**EXCERPTED PASSAGE**
^^^^^^^^^^^^^^^^
Thursday, May 04, 2006

The Genius with an extra set of chromosomes

It is funny how often people are surprised to learn that Hannah has Down Syndrome. Often the only giveaway is when they ask about the age difference and I say that she is Kit's twin - his older sister in fact. This surprises people because she looks smaller, has a bit more of a baby face and is not walking at nearly 19 months (all factors which are not even a definite result of the T21 - they are fraternal twins after all).

I have had a Dr at the children's hospital ask if we had had her checked (did he really think that T21 is something you 'claim' your child has when they don't?).

Just this week I have had occassion to take the twins to two different GPs - one is Hannah's so he knows her history but still he was pleased (in a surprised sort of way) with how 'well' she is going. He commented on her definite personality (she was grumpy because she couldn't lift up the scales in his office)and the fact that she is getting stronger in the legs. He seemed surprised when she was able to communicate with him quite clearly. It won't be too long before he is able to say 'Down Syndrome' rather than mumbling about her 'problem' - she is teaching him well.

Then on Monday and again this afternoon a GP I have been taking Kit to for his ear infection also commented on how good she was - very responsive and animated - he gave Kit a jelly bean but was a bit worried that Hannah would choke on it - imagine his face when she chewed it with delight and midway through in a very clear voice and with sign to accomapny for emphasis said "MORE". Well heaven help my babies when I am ringside at their future sporting events - I was so proud of her. Both babies happily waved 'bye' as they finished off their jelly beans. The GP was impressed with how close she was to Kit in her responsiveness.
^^^^^^^^^^^^^^^^
**INFORMATION SUPPLIED**
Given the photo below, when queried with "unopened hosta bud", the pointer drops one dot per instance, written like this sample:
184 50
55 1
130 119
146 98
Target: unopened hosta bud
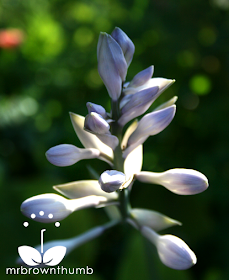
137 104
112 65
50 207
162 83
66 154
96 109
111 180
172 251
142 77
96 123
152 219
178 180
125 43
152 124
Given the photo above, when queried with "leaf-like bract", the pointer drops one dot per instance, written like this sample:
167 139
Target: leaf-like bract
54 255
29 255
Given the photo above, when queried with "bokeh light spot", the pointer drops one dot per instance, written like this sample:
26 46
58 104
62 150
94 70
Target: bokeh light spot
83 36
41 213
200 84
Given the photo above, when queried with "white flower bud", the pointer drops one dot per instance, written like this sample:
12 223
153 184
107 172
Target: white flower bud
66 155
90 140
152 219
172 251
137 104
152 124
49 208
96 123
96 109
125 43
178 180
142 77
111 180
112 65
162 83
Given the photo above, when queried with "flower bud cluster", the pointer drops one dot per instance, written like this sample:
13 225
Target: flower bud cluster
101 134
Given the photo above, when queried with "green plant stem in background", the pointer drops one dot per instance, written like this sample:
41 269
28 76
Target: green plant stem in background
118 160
^^^^^^^^^^^^^^^^
**INSTRUCTIONS**
a) Copy the stretch of the post about Hannah from "Thursday, May 04, 2006" through "when they don't?)." word for word.
b) Translate this sentence from the post about Hannah into Spanish: "Both babies happily waved 'bye' as they finished off their jelly beans."
The records have no connection to the post about Hannah.

**SOLUTIONS TO THE EXERCISE**
a)
Thursday, May 04, 2006

The Genius with an extra set of chromosomes

It is funny how often people are surprised to learn that Hannah has Down Syndrome. Often the only giveaway is when they ask about the age difference and I say that she is Kit's twin - his older sister in fact. This surprises people because she looks smaller, has a bit more of a baby face and is not walking at nearly 19 months (all factors which are not even a definite result of the T21 - they are fraternal twins after all).

I have had a Dr at the children's hospital ask if we had had her checked (did he really think that T21 is something you 'claim' your child has when they don't?).

b) Ambos bebés dijeron 'adiós' con la mano, felices, mientras se terminaban sus caramelos de goma.